▸ PAGE EXCERPT
————
# Bad River Outdoors "Tagged Out" Range Finder



## GarysFotos.com (Jul 7, 2010)

In my internet surfing I am always looking for something unique and not quite mainstream in the archery world. Well, what do ya know I found this very interesting range finder made by a Michigan company called Bad River Outdoors. Located in St. Charles Michigan and founded in the fall of 2007 by Owner/CEO Ed Humpert and VP Tom Smith. Dedicated to building a product they felt was needed and missing in the archery world.
They came up with the “Tagged Out” Range Finder. The range finder is made specific to your type of sight and then mounted on the site. Placing the belly line on the belly of your animal then looking at the top of the animal and referencing the distance to the left side is the yardage. All this can be done at full draw. Do that with your electronic range finder I’ll buy! Just kidding I really won’t buy.
But, seriously guys and gals how many times have you lifted your electronic range finder and then lost the shot? Not any longer with the “Tagged Out”.
The Tagged Out comes in three models.
1.) Tagged Out for Crossbow: constructed out of solid aluminum and coated for low light conditions.
2.) Tagged Out Extreme: also constructed out of solid aluminum and coated for low light conditions.
3.) Tagged Out Acrylic: clear acrylic overlay for your sight. Also, has an adhesive backing to secure to virtually any sight. The acrylic model is also offered at a much more affordable price.
Well being a skeptic I put the “Tagged Out” Extreme on my Cobra Boomslang and it fit just as well as Ed had told me it would nice and snug. There are also 2 set screws for a more secure mount.
————
▸ MATERIAL PROVIDED
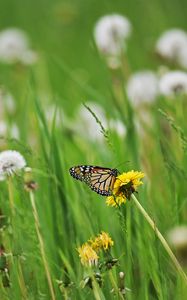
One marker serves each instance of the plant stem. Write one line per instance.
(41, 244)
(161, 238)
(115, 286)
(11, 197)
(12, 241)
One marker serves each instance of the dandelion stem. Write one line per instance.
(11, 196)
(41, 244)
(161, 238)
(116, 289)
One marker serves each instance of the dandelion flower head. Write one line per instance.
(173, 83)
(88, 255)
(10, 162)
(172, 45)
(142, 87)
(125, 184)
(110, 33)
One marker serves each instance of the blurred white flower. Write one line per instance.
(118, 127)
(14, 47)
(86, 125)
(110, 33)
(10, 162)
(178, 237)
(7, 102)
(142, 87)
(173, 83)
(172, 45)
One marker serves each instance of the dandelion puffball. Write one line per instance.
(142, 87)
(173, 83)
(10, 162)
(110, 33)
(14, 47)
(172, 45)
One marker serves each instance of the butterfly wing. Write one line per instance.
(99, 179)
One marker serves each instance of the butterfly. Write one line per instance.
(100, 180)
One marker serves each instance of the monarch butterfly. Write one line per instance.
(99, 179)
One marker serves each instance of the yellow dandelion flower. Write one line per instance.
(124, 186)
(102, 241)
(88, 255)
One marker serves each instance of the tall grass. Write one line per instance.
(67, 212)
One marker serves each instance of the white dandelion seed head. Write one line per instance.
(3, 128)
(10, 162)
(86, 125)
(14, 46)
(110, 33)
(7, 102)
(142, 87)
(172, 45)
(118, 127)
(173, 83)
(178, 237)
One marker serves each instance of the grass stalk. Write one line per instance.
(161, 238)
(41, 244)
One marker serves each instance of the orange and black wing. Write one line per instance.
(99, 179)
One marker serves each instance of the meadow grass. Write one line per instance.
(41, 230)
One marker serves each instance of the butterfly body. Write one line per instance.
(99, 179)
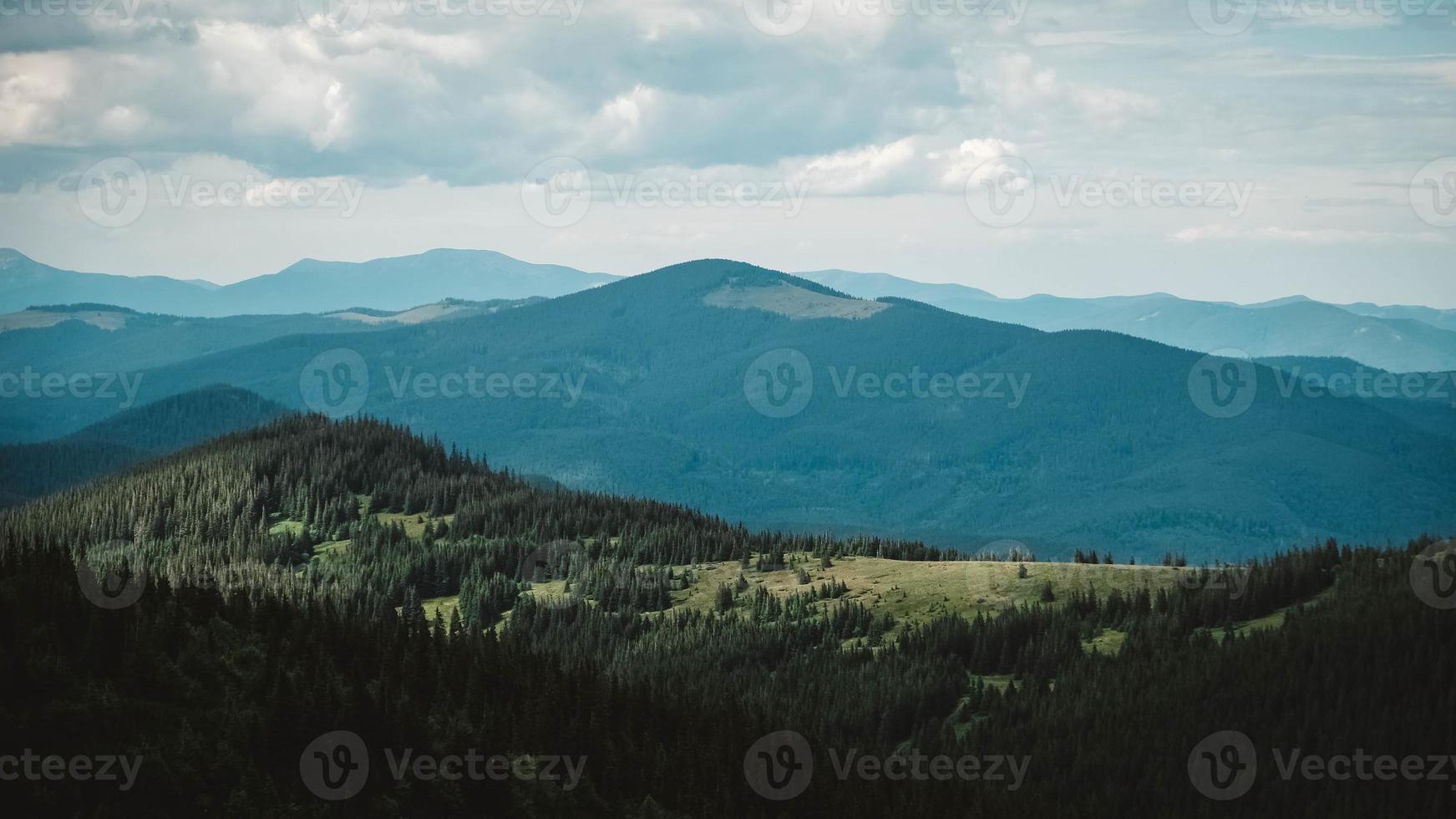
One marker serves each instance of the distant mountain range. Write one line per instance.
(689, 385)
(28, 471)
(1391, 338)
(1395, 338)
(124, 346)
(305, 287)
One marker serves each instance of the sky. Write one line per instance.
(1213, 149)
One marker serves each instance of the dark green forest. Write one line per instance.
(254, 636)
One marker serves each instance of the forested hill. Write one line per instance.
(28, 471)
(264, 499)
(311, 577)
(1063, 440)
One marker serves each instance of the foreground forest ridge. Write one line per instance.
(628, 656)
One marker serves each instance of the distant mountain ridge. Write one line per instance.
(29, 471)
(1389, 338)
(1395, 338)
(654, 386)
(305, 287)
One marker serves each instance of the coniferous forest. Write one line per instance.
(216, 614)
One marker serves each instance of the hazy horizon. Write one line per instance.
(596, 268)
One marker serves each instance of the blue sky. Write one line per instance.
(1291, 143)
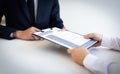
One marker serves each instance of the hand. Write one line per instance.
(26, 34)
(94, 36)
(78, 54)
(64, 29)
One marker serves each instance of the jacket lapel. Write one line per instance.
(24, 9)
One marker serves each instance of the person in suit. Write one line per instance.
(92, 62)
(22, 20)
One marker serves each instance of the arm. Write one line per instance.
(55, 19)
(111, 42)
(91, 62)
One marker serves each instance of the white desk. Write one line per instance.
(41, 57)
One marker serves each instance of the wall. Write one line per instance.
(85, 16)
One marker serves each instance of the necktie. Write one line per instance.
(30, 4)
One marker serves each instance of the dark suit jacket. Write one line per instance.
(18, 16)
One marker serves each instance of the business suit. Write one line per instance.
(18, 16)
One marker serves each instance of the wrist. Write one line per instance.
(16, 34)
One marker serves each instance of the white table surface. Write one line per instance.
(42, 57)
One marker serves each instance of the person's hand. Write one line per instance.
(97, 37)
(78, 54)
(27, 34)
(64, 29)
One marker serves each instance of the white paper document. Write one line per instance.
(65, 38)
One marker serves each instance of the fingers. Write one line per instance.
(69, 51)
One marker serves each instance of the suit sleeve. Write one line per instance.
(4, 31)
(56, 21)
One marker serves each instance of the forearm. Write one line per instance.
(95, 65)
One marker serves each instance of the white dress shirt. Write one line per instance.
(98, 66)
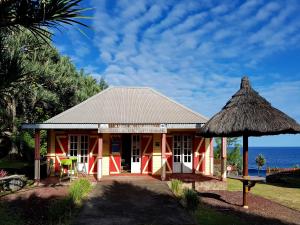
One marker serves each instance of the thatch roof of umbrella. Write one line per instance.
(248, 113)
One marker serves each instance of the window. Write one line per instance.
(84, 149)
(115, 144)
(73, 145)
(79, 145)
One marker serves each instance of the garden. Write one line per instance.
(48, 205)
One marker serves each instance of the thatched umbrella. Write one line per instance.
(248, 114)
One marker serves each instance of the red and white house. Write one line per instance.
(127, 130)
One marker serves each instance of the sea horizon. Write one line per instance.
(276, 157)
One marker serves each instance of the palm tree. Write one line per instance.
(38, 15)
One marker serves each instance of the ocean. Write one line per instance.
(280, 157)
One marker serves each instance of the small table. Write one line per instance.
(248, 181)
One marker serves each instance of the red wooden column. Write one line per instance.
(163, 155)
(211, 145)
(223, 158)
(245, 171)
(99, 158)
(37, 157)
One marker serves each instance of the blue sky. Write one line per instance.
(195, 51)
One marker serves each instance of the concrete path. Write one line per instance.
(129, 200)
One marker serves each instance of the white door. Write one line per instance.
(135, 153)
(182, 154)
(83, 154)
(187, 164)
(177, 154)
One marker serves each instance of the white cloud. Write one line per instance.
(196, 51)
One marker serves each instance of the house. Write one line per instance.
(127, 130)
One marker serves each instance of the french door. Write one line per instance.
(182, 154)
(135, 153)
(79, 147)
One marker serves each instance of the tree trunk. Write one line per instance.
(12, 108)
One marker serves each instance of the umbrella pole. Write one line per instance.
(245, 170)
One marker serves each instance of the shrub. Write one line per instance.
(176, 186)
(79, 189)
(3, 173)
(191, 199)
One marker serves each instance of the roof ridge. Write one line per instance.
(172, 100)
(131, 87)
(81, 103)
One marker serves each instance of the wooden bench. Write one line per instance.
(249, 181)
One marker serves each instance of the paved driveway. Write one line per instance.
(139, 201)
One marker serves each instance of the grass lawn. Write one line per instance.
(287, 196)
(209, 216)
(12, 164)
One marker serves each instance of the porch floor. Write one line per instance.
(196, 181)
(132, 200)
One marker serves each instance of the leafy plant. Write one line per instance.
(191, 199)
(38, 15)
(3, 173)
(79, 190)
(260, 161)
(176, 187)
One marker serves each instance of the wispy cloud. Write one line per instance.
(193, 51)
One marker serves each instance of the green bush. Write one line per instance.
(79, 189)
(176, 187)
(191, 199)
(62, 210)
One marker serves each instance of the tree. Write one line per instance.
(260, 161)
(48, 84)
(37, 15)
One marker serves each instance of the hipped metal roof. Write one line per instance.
————
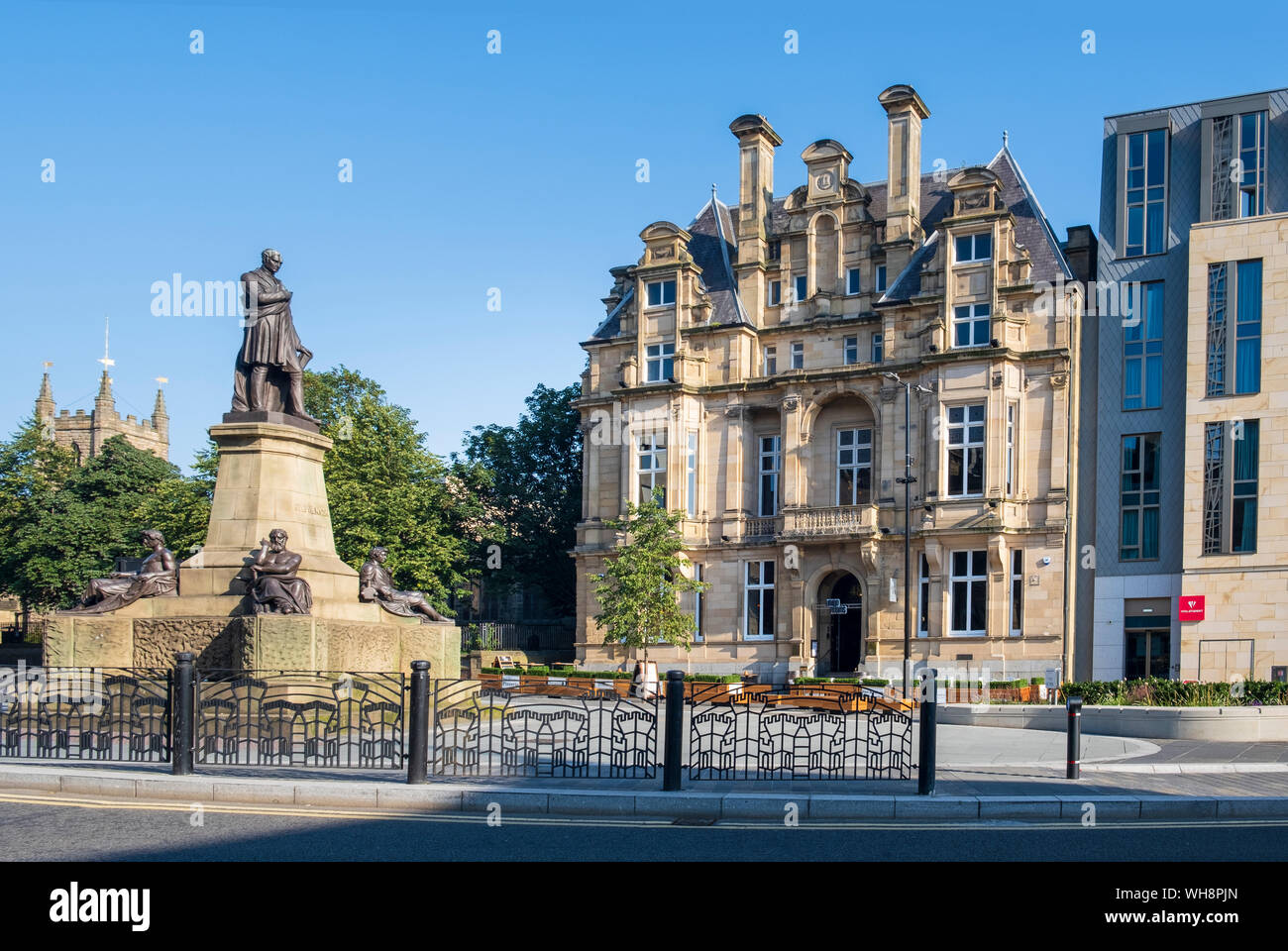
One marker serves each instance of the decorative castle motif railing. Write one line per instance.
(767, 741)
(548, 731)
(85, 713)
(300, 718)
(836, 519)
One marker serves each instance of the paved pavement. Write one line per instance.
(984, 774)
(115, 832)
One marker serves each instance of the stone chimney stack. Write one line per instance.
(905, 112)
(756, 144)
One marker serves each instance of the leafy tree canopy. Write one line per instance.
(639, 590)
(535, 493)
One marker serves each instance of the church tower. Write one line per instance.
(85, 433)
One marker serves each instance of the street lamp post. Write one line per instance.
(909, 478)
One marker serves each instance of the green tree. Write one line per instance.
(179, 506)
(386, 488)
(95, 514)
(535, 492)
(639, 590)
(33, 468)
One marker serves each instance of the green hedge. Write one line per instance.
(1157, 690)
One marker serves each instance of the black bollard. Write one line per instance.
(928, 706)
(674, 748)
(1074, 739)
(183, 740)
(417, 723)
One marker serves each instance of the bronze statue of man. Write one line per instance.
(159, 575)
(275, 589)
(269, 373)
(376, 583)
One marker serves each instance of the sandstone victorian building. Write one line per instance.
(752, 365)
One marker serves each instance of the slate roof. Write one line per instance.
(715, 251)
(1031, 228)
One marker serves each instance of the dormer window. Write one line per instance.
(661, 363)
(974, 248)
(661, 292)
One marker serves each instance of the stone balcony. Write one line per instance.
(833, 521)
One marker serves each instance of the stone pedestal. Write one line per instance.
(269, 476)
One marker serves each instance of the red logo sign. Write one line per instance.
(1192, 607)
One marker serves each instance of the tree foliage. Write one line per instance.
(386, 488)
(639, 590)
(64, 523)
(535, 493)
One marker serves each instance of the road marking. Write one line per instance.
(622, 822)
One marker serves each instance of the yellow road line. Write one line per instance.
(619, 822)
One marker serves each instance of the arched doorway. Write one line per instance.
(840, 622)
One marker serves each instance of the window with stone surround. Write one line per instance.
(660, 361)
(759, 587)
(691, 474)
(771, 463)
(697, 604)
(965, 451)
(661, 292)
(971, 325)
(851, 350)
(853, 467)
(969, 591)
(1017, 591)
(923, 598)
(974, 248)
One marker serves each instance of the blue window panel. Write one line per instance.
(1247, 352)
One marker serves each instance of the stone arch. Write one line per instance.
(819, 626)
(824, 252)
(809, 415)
————
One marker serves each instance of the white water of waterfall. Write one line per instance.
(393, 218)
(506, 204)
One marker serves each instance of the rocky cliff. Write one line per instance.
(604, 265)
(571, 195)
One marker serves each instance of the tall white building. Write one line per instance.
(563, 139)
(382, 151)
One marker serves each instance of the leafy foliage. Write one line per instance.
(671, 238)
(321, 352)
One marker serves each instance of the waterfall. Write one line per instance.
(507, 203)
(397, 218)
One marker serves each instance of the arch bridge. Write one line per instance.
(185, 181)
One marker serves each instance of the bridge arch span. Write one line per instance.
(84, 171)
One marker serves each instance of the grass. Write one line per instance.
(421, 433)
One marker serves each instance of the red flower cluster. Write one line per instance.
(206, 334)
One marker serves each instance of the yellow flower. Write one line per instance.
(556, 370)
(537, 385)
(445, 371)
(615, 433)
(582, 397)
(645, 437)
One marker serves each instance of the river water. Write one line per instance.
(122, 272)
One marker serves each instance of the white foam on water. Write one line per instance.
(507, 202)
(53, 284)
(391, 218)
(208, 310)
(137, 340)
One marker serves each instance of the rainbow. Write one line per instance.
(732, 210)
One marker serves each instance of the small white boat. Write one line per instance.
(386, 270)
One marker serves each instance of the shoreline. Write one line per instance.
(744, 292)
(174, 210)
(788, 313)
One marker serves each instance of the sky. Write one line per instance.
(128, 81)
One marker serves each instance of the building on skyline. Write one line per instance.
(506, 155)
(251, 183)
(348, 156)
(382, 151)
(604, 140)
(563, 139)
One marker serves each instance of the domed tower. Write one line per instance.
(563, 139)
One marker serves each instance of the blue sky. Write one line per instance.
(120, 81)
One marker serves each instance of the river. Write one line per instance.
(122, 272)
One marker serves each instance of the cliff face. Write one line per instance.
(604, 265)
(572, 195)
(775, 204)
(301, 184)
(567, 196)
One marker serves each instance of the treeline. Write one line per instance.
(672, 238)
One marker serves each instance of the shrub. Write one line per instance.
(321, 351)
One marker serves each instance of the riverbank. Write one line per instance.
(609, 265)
————
▸ PARTS OF THE EXERCISE
1) In the range finder review, rewrite the passage that opens with "Well being a" and closes with "more secure mount.", changing "set screws" to "locking screws".
2) Translate this sentence from the range finder review into Spanish: "There are also 2 set screws for a more secure mount."
3) Continue the review of the "Tagged Out" range finder from its last sentence.

▸ ANSWERS TO THE TASKS
1)
Well being a skeptic I put the “Tagged Out” Extreme on my Cobra Boomslang and it fit just as well as Ed had told me it would nice and snug. There are also 2 locking screws for a more secure mount.

2) También hay 2 tornillos de fijación para un montaje más seguro.

3)
I then followed the instructions on their website http://www.badriveroutdoors.com/howto.html . I began testing this and found it to be pleasingly accurate. Please note the one I tested is for whitetail. You will need to buy the “Tagged Out” according to the animal you are hunting and Ed and Tom will be more than happy to assist you. They were very patient and helpful with me answering all my questions in a very timely manner. I also used it a couple of times at my local 3D course on the deer and found it very helpful and perfectly legal to use. Also, if you are a stand hunter you will not need to make any other adjustments. If you have questions refer to their website www.BarRiverOutdoors.com for help and contact information.
So in closing I was skeptical at first but a believer in the end. Although, not an electronic range finder the Tagged Out will put you in close enough to harvest that animal in your sight at full draw.
*Article written by: Gary Elliott*​


----------



## str_8_shot (Aug 17, 2007)

Any one try this out yet?


----------



## ike_osu (Jul 1, 2008)

I've done two reviews on the Tagged Out ranger, here's the newest one we did:






I love mine.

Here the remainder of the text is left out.